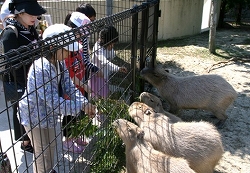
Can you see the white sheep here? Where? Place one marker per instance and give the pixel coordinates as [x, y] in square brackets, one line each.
[140, 155]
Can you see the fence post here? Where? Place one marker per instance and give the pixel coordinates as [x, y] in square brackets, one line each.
[109, 6]
[157, 14]
[134, 55]
[143, 42]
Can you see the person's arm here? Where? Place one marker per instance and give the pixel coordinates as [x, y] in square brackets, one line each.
[48, 91]
[10, 40]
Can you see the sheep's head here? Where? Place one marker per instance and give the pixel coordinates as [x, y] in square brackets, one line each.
[141, 112]
[128, 131]
[152, 101]
[153, 75]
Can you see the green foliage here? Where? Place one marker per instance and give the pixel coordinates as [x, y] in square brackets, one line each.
[83, 126]
[109, 150]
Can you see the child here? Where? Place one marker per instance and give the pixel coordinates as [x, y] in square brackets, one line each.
[103, 54]
[41, 104]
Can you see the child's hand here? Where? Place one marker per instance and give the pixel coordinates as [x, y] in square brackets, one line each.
[99, 74]
[89, 109]
[123, 69]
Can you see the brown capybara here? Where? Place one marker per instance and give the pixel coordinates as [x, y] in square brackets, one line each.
[197, 142]
[207, 92]
[155, 103]
[140, 155]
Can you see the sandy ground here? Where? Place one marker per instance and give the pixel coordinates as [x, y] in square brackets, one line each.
[236, 133]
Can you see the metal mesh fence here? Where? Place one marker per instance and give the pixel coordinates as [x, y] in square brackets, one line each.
[43, 101]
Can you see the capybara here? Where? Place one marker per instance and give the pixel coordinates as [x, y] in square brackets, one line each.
[155, 103]
[140, 155]
[197, 142]
[207, 92]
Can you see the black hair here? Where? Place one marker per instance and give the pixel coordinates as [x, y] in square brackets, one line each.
[108, 35]
[68, 22]
[86, 9]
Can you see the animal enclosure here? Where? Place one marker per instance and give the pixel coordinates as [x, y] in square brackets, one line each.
[137, 28]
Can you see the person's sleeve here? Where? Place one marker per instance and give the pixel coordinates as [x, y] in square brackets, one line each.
[90, 67]
[105, 62]
[50, 94]
[10, 40]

_ _ _

Task goal:
Could you write out every row above again with "marker" swapped for "point" and everything else left as it is? Leave the pictures out.

Task response:
Can you see the white sheep here? Where? Place one point per instance and give the pixel coordinates as [x, y] in square brackets, one line each.
[140, 155]
Can you see the fence post here? Where? Place one point per instance and give the pixel coordinates as [x, y] in square brackets, one line each.
[109, 6]
[157, 14]
[134, 55]
[143, 42]
Can you see the person's arm here? Where? Place one point per instance and give the pixel coordinates as [x, y] in square brackets, one line each.
[48, 91]
[10, 40]
Can you see the sheep's head here? Where? Place one point per instance and give the pixel coordinates as [x, y] in square brackets, one line each.
[141, 112]
[128, 131]
[152, 101]
[153, 75]
Can you see the green foliage here? Where? Place one point per instance and give the pixel coordinates as [x, y] in square brackets, one line each.
[83, 126]
[109, 150]
Can you see the child here? Where? Place one point per instance and give the pixel coordinates as [x, y] in square brackets, one line each.
[103, 54]
[41, 104]
Can you see the child's hand here? Where? Place one point per instance and give the pixel coordinates as [x, y] in square brackets, one line each.
[99, 74]
[89, 109]
[123, 69]
Can you see the brown capybara here? Where? Place one point per instance and give the pixel coordinates as [x, y] in square brackets, one line each.
[197, 142]
[207, 92]
[155, 103]
[140, 155]
Can you see the sandy ground here? Where? Place one point per instance and give the pixel coordinates as [x, y] in square brackets, one line each.
[236, 133]
Can you see the metal mesh fence here? Where? Place one point per instance and give the pixel coordinates as [x, y] in square brackets, one line each.
[43, 101]
Can you see the capybara here? Where? Place one point per instance and give the pixel coordinates as [x, y] in square brackets, one line each.
[155, 103]
[140, 155]
[197, 142]
[207, 92]
Can you see the black hair here? Where? Place one point per instance and give the pixel coordinates as [x, y] in square brackets, one line each.
[108, 35]
[68, 22]
[86, 9]
Can you see the animal enclosure here? Where? Place one point per instance and give the pixel coordinates as [x, y] in square brackets, one line each.
[137, 28]
Can you see the person's sleeve here? Where? Place one point per instance and give the pixel coordinates as [x, y] in square brackets, one line each.
[90, 67]
[105, 62]
[50, 94]
[10, 40]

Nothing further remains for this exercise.